__EXCERPTED TEXT__:
****

[Classifier4j-devel] How to Classify Subject Field with defaultStopWords.txt

SourceForge Headquarters 225 Broadway Suite 1600 San Diego, CA 92101 +1 (858) 422-6466

Hi 

Filter is working now on black list and white list when I compare the "from"
field.

If I want to apply the filtering on "subject" field (but its giving me 0.5
or 0.99 no matter what subject I use)

At the moment I am doing this:

1)       Transfer each line (which is a single word) of
"defaultStopWords.txt" in an array stopWordListArray[ ]

2)       Then I create another instance of IwordDatasource as (swds) and
ITrainableClassifier as (sclassifier).

3)       I used a for loop to teach match. I know that I should also train
non match as well. But not sure with What?

4)       I was wondering with that does the c4J uses defaultStopWords.txt,
automatically or we have to call the list some how?

****

__SET PROBLEM A__:
In the forum post, which field is the filter working on when compared against the black list and white list?
__SET PROBLEM B__:
Translate this sentence from the forum post into Spanish: "Filter is working now on black list and white list when I compare the "from" field."
The rows shown next come from a separate source.

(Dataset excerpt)
****

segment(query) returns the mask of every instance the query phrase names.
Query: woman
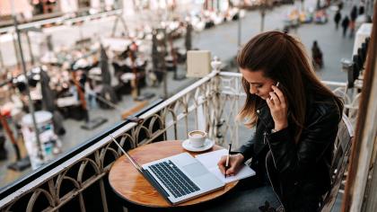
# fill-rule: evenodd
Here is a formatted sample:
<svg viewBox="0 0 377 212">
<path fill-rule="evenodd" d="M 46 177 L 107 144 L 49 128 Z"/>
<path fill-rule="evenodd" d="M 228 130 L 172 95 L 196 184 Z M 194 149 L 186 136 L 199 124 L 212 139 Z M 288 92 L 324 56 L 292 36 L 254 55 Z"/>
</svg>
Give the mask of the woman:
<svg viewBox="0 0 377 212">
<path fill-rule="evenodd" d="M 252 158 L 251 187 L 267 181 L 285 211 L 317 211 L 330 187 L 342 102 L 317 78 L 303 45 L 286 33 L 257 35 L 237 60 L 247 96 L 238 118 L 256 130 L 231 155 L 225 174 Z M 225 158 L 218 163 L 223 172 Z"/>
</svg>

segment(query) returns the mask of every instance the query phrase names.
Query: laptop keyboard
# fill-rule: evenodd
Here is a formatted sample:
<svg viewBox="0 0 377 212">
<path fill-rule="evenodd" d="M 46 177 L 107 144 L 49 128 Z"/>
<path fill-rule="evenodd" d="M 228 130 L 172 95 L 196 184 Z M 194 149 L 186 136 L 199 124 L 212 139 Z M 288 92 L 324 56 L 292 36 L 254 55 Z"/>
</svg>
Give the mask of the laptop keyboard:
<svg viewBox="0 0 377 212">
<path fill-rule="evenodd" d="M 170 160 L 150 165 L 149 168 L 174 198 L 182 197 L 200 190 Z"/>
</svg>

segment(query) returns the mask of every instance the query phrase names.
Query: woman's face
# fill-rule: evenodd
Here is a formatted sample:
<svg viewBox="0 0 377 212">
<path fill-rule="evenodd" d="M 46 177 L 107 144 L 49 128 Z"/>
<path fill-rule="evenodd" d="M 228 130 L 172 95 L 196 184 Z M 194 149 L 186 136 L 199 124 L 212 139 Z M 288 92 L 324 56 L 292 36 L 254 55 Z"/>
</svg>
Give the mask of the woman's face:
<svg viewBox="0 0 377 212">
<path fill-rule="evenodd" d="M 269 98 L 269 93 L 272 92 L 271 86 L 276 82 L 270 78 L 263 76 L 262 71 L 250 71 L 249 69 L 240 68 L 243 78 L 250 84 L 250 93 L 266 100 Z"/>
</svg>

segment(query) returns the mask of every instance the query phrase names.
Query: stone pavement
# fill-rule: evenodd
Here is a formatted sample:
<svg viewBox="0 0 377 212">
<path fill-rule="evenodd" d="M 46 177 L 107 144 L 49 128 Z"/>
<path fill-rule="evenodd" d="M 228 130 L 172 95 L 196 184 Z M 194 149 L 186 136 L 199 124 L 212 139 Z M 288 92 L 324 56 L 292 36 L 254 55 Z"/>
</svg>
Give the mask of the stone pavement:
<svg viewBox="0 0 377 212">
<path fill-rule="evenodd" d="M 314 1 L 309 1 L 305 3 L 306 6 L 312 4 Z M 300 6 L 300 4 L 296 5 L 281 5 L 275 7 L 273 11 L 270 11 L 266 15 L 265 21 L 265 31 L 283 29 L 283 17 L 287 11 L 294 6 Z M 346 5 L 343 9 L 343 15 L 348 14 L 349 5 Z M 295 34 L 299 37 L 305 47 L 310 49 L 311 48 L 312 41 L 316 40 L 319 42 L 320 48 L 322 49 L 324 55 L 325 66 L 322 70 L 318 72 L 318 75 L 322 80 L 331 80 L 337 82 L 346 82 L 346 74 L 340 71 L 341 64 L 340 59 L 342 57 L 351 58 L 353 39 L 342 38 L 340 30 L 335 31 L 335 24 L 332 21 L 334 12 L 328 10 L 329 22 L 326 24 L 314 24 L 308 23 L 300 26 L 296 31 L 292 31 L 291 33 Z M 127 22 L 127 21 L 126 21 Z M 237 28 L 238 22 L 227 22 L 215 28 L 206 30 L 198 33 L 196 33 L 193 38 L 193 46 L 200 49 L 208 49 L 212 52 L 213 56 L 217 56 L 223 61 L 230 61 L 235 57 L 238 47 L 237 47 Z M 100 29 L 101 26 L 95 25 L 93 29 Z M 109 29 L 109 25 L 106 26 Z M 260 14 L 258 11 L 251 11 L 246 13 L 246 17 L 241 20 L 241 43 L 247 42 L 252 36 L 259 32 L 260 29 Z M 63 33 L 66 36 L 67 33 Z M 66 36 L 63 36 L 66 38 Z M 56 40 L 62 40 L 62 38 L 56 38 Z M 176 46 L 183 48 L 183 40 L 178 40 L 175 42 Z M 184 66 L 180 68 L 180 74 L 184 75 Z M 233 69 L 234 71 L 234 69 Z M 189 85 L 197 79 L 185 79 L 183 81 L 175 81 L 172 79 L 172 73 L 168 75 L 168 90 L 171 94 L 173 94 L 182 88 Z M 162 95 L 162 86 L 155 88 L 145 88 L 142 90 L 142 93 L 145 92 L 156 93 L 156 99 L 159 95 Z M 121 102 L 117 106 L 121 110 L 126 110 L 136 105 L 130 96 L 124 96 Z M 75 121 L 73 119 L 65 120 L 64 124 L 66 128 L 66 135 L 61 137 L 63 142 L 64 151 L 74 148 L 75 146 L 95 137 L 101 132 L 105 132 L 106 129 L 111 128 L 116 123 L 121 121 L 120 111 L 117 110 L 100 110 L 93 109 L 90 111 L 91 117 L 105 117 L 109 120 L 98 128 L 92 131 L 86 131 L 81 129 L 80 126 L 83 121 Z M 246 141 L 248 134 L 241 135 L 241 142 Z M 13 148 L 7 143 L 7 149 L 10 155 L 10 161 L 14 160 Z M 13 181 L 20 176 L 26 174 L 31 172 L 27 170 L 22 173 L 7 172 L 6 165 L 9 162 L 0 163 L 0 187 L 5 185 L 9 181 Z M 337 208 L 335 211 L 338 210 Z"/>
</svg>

****

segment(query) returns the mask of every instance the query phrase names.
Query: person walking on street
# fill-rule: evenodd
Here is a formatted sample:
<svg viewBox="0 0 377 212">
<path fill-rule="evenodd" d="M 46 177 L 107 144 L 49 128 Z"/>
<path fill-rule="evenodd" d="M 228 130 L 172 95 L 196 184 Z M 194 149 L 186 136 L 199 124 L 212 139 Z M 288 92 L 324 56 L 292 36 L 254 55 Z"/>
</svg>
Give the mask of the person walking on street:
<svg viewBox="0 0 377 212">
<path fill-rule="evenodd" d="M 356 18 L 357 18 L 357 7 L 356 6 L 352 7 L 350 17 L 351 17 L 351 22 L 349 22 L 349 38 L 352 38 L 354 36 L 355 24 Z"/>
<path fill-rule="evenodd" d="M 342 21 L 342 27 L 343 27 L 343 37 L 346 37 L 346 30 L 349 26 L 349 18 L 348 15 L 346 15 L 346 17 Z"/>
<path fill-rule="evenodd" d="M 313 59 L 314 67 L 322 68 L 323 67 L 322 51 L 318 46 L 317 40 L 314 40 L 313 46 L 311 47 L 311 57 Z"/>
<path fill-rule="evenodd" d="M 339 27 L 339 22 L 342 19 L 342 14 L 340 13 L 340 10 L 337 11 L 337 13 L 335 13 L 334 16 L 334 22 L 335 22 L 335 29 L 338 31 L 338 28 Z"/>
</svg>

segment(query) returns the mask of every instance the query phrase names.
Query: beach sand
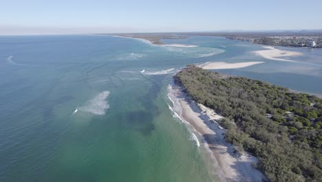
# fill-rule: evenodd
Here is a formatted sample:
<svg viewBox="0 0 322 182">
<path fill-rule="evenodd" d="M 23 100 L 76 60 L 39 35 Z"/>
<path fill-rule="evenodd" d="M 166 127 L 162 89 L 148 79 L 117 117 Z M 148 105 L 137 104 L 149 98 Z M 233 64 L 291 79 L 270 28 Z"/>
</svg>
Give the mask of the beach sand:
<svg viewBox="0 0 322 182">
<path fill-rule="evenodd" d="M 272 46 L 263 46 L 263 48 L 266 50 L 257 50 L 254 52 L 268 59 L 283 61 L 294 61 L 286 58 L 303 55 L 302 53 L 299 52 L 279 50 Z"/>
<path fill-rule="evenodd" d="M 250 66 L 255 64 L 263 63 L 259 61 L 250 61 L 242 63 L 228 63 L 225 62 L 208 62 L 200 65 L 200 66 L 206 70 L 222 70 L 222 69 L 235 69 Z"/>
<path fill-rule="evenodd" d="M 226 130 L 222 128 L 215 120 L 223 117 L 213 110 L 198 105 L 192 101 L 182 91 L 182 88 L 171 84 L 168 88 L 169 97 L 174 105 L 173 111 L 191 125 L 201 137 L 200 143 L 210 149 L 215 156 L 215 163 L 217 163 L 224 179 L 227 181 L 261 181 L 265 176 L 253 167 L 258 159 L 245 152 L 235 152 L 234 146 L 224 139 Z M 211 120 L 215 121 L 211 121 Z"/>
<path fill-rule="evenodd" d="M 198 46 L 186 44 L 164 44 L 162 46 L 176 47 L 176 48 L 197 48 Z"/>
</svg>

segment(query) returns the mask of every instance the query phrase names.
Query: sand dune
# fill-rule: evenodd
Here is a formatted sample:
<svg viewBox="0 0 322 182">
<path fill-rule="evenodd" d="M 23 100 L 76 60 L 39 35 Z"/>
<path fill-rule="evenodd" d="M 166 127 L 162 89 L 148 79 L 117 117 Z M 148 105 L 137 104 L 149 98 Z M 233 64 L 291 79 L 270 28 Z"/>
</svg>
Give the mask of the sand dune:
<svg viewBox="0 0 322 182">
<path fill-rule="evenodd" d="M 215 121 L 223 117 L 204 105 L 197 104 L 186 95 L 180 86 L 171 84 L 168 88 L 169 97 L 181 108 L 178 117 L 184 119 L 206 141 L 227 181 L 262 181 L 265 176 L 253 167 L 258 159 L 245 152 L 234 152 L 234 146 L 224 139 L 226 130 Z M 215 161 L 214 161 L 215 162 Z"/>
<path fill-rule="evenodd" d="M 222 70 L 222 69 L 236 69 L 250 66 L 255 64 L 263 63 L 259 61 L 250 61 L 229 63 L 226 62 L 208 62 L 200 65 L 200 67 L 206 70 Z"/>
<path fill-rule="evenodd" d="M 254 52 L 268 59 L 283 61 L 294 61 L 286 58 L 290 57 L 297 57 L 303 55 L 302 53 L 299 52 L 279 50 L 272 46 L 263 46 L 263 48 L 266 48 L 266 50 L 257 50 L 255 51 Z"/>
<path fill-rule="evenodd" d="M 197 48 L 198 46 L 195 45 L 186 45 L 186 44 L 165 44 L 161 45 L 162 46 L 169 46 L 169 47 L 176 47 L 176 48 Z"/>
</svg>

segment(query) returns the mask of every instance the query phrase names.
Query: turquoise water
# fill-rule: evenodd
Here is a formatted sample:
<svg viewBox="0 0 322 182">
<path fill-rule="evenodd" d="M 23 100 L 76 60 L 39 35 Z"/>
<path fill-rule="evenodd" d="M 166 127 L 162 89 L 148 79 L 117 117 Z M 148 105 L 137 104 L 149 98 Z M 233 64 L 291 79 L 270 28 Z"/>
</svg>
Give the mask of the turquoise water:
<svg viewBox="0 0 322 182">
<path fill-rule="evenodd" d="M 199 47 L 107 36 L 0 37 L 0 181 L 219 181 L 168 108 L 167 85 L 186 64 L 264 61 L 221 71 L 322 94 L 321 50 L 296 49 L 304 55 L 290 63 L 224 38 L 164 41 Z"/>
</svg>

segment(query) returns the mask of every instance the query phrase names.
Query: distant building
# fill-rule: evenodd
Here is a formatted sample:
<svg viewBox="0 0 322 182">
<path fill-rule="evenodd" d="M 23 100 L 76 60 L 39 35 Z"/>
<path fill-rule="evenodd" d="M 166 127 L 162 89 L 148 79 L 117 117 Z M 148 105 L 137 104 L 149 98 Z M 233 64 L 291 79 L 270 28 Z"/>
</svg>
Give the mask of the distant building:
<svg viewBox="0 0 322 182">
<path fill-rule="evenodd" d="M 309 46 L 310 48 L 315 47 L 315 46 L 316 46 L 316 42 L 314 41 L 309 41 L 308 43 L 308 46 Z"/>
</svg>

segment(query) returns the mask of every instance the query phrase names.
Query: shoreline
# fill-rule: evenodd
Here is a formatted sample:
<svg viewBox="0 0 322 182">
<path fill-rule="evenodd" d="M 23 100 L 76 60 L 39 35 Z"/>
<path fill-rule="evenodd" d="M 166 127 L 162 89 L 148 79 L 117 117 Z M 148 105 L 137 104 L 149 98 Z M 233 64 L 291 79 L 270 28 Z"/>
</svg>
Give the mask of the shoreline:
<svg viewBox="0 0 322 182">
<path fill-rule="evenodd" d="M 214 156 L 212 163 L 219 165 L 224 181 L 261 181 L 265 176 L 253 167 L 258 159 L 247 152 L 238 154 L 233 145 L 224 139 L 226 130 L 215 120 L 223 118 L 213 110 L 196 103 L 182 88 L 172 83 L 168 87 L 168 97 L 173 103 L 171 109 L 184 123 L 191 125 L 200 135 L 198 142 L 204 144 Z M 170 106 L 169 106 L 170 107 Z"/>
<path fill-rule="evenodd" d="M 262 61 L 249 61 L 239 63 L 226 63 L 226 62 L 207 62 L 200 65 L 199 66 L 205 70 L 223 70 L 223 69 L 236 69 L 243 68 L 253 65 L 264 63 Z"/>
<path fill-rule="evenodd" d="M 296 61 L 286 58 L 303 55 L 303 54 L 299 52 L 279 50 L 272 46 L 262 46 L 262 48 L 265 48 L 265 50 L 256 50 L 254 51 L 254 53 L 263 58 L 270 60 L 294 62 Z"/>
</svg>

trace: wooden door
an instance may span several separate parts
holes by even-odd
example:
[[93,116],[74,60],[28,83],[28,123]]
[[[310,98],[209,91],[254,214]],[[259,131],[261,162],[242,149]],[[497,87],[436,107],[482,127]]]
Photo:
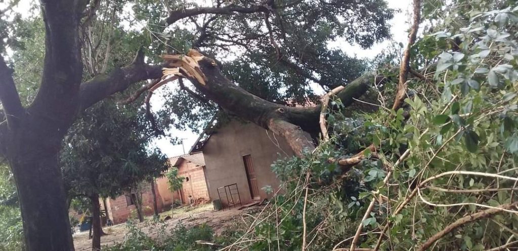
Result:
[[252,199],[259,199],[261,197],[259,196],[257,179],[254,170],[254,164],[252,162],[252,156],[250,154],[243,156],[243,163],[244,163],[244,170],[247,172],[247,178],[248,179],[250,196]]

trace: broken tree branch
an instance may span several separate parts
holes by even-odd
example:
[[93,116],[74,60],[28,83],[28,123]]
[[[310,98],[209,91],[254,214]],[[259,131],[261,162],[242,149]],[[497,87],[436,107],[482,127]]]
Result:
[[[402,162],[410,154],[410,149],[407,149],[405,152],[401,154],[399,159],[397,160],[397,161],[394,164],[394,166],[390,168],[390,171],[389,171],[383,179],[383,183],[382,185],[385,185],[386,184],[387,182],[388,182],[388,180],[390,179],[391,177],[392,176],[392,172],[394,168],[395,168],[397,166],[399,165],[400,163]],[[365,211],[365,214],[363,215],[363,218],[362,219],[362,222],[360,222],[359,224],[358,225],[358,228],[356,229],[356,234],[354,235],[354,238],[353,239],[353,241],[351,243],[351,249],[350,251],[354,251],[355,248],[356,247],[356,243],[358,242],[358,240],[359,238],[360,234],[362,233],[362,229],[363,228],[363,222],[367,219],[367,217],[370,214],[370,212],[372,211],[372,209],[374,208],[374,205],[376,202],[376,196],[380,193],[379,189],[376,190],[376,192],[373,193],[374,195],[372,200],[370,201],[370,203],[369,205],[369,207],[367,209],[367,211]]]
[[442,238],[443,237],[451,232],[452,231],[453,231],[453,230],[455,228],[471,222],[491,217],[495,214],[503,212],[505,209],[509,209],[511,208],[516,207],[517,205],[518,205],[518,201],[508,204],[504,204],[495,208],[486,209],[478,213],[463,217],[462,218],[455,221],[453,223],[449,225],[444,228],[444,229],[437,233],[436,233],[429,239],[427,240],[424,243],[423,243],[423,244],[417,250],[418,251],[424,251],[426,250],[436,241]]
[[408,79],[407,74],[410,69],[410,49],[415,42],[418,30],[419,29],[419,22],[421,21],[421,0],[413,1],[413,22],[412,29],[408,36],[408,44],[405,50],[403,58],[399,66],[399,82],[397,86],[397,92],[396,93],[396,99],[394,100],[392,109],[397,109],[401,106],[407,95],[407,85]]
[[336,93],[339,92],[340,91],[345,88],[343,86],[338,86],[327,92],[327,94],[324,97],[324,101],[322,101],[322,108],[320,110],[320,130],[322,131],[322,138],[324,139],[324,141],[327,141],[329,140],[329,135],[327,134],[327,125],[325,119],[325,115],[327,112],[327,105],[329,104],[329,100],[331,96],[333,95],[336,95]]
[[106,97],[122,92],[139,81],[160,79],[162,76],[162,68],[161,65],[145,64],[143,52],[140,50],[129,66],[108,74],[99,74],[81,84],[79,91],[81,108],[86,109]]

****

__ANSWER A__:
The "from" field.

__ANSWER B__:
El filtro ya funciona con la lista negra y la lista blanca cuando comparo el campo "from".